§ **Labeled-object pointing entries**
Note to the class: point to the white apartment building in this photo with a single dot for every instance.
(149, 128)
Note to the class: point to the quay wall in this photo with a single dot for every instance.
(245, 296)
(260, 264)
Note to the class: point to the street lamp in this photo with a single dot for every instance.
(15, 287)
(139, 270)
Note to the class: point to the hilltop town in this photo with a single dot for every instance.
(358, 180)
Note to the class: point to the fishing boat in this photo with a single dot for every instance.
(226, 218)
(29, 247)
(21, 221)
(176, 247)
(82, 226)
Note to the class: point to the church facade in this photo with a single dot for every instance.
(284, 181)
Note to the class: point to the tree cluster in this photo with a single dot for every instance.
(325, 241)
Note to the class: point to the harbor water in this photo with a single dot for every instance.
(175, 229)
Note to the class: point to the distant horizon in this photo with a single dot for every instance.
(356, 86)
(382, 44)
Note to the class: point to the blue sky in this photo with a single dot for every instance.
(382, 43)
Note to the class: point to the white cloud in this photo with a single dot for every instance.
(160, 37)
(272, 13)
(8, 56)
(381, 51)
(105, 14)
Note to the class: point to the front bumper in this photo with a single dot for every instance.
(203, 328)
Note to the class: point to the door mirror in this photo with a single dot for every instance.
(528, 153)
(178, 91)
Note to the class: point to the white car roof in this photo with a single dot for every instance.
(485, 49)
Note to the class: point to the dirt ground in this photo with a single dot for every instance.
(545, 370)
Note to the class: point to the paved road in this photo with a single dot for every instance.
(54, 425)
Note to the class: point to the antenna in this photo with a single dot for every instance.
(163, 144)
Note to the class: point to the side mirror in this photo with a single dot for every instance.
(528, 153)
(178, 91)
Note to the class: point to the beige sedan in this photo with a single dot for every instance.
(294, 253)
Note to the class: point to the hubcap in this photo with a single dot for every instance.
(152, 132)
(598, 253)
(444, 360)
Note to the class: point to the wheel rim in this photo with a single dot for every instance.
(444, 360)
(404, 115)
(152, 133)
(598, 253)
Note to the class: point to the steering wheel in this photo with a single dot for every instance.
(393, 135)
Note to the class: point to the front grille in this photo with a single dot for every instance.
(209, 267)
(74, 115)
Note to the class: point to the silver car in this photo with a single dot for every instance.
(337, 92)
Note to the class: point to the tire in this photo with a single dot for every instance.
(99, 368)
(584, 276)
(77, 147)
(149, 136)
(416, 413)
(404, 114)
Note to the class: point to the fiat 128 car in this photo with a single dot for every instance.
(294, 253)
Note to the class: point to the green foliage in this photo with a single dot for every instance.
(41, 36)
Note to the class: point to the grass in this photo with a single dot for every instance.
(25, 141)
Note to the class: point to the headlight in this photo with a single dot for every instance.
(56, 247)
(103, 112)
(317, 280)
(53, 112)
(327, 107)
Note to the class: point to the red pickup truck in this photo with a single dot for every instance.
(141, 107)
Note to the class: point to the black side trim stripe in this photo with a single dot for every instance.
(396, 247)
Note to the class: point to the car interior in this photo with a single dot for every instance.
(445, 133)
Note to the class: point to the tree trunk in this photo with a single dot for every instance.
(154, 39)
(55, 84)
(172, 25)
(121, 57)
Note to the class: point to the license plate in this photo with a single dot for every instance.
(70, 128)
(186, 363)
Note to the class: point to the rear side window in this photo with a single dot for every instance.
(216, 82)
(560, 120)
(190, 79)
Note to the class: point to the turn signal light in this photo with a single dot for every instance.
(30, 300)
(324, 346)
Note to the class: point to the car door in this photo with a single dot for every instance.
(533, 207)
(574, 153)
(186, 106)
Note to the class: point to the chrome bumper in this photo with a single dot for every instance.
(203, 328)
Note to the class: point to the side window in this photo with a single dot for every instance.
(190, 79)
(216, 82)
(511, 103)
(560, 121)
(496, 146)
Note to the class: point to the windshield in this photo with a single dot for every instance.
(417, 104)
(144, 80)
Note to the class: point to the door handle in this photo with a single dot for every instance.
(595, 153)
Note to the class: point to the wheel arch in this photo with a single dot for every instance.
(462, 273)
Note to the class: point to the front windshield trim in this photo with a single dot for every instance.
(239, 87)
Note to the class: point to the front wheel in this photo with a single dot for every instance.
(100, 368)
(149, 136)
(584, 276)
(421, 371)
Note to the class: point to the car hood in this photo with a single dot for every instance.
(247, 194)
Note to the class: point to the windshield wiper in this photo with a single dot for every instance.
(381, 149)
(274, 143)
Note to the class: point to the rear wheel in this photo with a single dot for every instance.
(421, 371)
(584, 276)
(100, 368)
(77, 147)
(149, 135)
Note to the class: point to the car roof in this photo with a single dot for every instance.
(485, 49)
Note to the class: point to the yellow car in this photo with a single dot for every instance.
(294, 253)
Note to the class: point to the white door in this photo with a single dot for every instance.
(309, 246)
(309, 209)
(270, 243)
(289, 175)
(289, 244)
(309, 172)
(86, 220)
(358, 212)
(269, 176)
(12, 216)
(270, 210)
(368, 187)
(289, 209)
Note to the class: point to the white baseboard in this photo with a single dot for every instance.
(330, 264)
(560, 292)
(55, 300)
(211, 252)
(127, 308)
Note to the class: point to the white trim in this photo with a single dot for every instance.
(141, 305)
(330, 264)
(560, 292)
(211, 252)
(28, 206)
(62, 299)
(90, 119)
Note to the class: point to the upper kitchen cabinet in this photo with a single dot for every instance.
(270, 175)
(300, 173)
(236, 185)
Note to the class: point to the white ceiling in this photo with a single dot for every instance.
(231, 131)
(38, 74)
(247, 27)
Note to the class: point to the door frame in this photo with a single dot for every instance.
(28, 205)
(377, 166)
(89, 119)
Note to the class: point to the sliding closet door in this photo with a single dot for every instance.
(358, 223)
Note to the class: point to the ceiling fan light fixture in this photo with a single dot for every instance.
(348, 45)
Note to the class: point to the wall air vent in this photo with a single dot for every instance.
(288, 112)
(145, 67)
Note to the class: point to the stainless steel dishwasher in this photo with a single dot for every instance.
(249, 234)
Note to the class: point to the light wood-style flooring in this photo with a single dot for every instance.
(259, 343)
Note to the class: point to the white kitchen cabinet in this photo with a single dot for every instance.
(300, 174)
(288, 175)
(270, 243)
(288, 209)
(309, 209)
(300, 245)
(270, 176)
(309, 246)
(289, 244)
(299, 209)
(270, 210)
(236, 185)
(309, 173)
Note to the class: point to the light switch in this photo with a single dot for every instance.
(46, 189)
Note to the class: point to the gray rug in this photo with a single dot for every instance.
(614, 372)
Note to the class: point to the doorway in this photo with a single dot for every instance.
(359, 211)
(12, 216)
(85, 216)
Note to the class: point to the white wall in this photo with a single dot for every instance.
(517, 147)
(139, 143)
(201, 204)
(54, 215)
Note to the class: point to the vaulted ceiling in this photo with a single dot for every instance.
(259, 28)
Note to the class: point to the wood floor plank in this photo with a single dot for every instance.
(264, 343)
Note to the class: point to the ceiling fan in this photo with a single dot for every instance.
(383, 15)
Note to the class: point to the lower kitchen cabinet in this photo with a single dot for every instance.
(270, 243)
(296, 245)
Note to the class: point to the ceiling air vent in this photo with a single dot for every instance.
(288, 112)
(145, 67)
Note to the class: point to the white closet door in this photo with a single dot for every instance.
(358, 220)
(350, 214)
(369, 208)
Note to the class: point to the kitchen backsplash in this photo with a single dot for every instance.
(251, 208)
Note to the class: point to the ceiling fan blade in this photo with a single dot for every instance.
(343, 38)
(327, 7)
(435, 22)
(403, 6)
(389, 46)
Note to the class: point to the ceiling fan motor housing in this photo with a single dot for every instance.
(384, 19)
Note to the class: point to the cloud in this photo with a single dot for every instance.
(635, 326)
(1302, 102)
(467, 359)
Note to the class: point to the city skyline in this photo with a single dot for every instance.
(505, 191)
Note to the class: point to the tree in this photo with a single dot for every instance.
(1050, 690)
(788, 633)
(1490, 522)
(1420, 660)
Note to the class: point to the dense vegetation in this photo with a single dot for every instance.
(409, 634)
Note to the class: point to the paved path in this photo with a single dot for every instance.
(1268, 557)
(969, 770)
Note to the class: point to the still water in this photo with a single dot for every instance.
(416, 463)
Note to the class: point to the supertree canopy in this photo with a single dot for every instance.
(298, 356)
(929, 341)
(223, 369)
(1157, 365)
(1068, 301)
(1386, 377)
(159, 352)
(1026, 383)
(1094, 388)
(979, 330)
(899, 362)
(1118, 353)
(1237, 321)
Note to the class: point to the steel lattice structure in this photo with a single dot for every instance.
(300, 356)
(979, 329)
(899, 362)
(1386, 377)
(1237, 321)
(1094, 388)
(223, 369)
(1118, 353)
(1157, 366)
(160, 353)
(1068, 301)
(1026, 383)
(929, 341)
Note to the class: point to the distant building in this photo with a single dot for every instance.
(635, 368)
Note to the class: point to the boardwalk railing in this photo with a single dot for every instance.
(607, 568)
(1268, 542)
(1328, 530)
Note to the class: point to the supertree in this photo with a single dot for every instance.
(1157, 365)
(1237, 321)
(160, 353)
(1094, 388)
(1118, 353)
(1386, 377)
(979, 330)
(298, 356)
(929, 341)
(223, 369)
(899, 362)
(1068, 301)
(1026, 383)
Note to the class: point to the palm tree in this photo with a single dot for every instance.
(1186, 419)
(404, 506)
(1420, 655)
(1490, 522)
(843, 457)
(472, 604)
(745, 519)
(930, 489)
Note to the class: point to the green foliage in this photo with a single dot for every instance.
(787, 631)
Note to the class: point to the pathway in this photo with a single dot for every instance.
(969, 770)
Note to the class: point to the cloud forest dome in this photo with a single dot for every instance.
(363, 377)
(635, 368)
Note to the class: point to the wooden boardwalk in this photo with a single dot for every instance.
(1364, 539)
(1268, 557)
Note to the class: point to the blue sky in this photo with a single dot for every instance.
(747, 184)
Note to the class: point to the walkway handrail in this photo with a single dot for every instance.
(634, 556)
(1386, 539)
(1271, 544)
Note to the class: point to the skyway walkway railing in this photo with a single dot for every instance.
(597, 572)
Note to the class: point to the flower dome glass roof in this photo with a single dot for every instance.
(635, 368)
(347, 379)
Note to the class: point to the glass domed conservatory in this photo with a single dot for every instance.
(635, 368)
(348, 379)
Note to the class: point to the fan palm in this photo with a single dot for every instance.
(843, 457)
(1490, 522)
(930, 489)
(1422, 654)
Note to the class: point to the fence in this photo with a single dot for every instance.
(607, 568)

§ **STATED EXERCISE**
Render everything from the line containing "Note to the class: point to the boardwalk" down to the line containing "(1271, 544)", both included, as a JSON list of strings with one string per line and blank lines omitted.

§ **THE REPLY**
[
  "Note to the class: point to the boardwalk railing in this photo with a single dot for every instance.",
  "(607, 568)",
  "(1268, 542)",
  "(1328, 530)",
  "Note to the class: point to the supertree in this photo with a single dot for every instance.",
  "(1157, 365)",
  "(1237, 321)",
  "(160, 353)",
  "(1094, 388)",
  "(1118, 353)",
  "(1386, 377)",
  "(979, 330)",
  "(298, 356)",
  "(929, 341)",
  "(223, 369)",
  "(899, 362)",
  "(1068, 301)",
  "(1026, 383)",
  "Note to the class: point to the palm tree in this photo with a single dot for every instance.",
  "(1186, 419)",
  "(404, 506)",
  "(1420, 655)",
  "(1490, 522)",
  "(843, 457)",
  "(472, 604)",
  "(745, 519)",
  "(930, 489)",
  "Note to the class: point to the green foliage in this photo with a single dot for every instance.",
  "(787, 631)",
  "Note to the class: point to the pathway in this photo with a single dot for every instance.",
  "(969, 770)",
  "Note to the class: point to the cloud forest dome in this photo with a single dot for every instance.",
  "(363, 377)",
  "(635, 368)",
  "Note to the class: point to the wooden boardwalk in this photo with a single dot for every instance.",
  "(1364, 539)",
  "(1268, 557)",
  "Note to the class: point to the blue sky in this photo with a single dot for every instance.",
  "(747, 184)",
  "Note to the class: point to the walkway handrail in this photo with a single dot for every instance.",
  "(634, 556)",
  "(1386, 539)",
  "(1271, 544)"
]